* **EXERCISE BRIEF**:
I need the number of lines in the data that include "below"; reply with that number alone.

* **EXTRACTED ENTRIES**:
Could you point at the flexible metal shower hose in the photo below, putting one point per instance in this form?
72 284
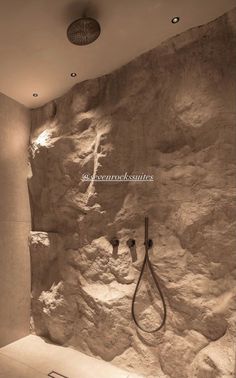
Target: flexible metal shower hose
149 264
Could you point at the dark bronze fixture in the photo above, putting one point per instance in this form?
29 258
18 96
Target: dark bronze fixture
83 31
148 245
114 242
130 243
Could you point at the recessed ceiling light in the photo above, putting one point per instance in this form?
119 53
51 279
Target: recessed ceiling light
175 20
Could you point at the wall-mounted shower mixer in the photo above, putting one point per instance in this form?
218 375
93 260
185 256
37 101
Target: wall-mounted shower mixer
148 245
114 242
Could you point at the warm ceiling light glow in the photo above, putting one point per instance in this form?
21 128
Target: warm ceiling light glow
175 20
43 138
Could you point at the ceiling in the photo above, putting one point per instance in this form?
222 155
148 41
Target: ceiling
35 55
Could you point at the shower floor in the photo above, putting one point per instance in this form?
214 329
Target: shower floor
32 357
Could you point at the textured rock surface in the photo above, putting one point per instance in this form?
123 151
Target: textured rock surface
171 114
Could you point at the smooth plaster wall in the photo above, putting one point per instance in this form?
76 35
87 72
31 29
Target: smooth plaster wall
14 221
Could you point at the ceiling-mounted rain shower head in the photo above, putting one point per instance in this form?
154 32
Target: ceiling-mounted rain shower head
83 31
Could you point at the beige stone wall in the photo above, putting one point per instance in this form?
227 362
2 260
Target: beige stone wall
14 221
171 114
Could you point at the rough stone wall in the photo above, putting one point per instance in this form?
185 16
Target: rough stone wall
169 113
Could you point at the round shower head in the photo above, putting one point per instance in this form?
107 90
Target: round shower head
83 31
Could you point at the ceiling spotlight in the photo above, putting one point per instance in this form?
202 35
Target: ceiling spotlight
175 20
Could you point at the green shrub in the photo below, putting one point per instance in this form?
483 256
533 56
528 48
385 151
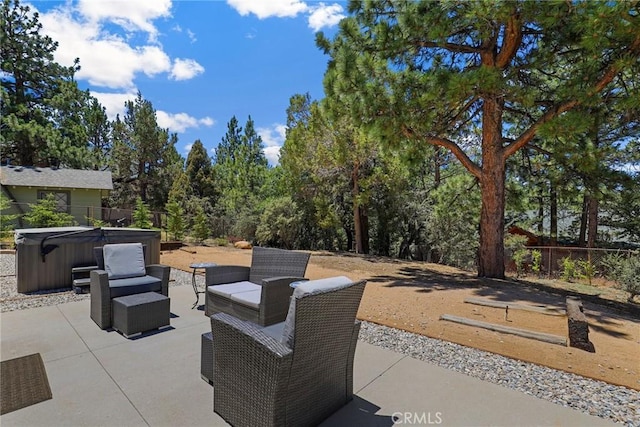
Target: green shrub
201 227
220 241
45 213
141 215
175 220
6 220
536 261
569 270
520 259
625 271
95 222
586 270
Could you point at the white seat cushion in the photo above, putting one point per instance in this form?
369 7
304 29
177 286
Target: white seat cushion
250 299
312 287
229 289
124 260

* **RESPONSE TO THE TASK**:
2